### Text shown
--- --- ---

How Redis implements this under the hood: Each GEOADD computes a 52-bit geohash of the coordinates and stores it as the score in a sorted set (ZSET). GEOSEARCH computes the geohash of the query point, determines which geohash ranges cover the search area (the 9-cell approach), performs range scans on the sorted set, and applies exact distance filtering. All in ~0.1ms.

# Application code: combine Redis geo with business data
import redis

r = redis.Redis()

def search_nearby(lat, lng, radius_km, category=None, limit=20):
    # Step 1: Get candidate business IDs from Redis
    results = r.geosearch(
        'businesses:geo',
        longitude=lng, latitude=lat,
        radius=radius_km, unit='km',
        sort='ASC', count=limit * 3,  # over-fetch for filtering
        withcoord=True, withdist=True
    )

    # Step 2: Fetch full business details from cache/DB
    biz_ids = [r['member'] for r in results]
    businesses = get_businesses_batch(biz_ids)  # Redis hash or DB

    # Step 3: Apply filters
    if category:
        businesses = [b for b in businesses if b['category'] == category]

    # Step 4: Merge distance info and return
    distance_map = {r['member']: r['dist'] for r in results}
    for b in businesses:
        b['distance_km'] = distance_map.get(b['id'], 0)

    return businesses[:limit]

Quadtree Deep Dive

Let's trace through how a quadtree builds itself and performs a proximity search. Unlike geohash (which uses fixed-size cells), the quadtree adapts to data density.

Building the Quadtree

// Build a quadtree from 200M businesses:
// 1. Start with a single node covering entire world
//    bounds = {lat: [-90, 90], lng: [-180, 180]}
//    businesses = all 200M
//
// 2. 200M > MAX_CAPACITY (100) → SPLIT into 4 quadrants:
//    NW: lat [0, 90],  lng [-180, 0]    — 45M businesses
//    NE: lat [0, 90],  lng [0, 180]     — 55M businesses
//    SW: lat [-90, 0], lng [-180, 0]    — 40M businesses
//    SE: lat [-90, 0], lng [0, 180]     — 60M businesses
//
// 3. Each quadrant still has > 100 → SPLIT recursively
//    ...until each leaf node has ≤ 100 businesses
//
// For 200M businesses with MAX_CAPACITY=100:
//   Tree depth ≈ log₄(200M / 100) ≈ 10-12 levels
//   Total leaf nodes ≈ 200M / 100 = 2M nodes
//   Memory ≈ 2M nodes × ~100 bytes = ~200 MB

Searching the Quadtree

// Search: "Find all businesses within 2 km of (37.77, -122.42)"
// The search circle intersects only a few quadtree cells:
//
// Level 0: Root covers world → circle intersects? YES → recurse
// Level 1: NW quadrant covers N. America → intersects? YES → recurse
// Level 2: Sub-quadrant covers California → intersects? YES → recurse
// ...
// Level 10: Leaf covering 2 blocks of SF → intersects? YES
//           → check all 87 businesses in this leaf
//           → compute exact distance for each
//           → 12 are within 2 km radius
//
// Total nodes visited: ~40 (out of 2M)
// Total distance computations: ~200 (out of 200M)

--- --- ---

### To do
A: Please write out the passage of the geospatial search text starting with "# Step 4: Merge" and going on through "to data density.".
B: In the geospatial search text, how many nodes does the quadtree search visit in total?
The records below the text were drawn from a separate source.

Dataset entries:
--- --- ---

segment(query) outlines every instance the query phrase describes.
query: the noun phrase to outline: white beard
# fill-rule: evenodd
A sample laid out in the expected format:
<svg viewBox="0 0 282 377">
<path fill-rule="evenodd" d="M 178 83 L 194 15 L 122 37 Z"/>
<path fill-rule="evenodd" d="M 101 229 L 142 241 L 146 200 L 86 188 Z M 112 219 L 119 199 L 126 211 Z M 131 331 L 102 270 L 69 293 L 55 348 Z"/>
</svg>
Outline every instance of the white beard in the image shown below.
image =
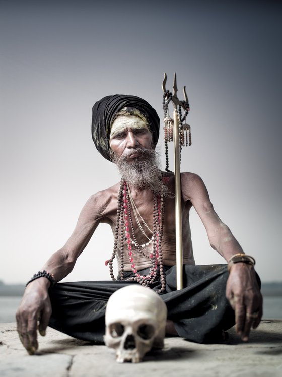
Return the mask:
<svg viewBox="0 0 282 377">
<path fill-rule="evenodd" d="M 141 152 L 140 157 L 128 162 L 128 156 Z M 154 194 L 167 195 L 168 188 L 162 178 L 159 156 L 153 149 L 132 149 L 129 153 L 119 158 L 114 154 L 112 158 L 125 181 L 137 190 L 150 188 Z"/>
</svg>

--- --- ---

### Answers to the tasks
A:
# Step 4: Merge distance info and return
    distance_map = {r['member']: r['dist'] for r in results}
    for b in businesses:
        b['distance_km'] = distance_map.get(b['id'], 0)

    return businesses[:limit]

Quadtree Deep Dive

Let's trace through how a quadtree builds itself and performs a proximity search. Unlike geohash (which uses fixed-size cells), the quadtree adapts to data density.

B: About 40 nodes, out of 2M.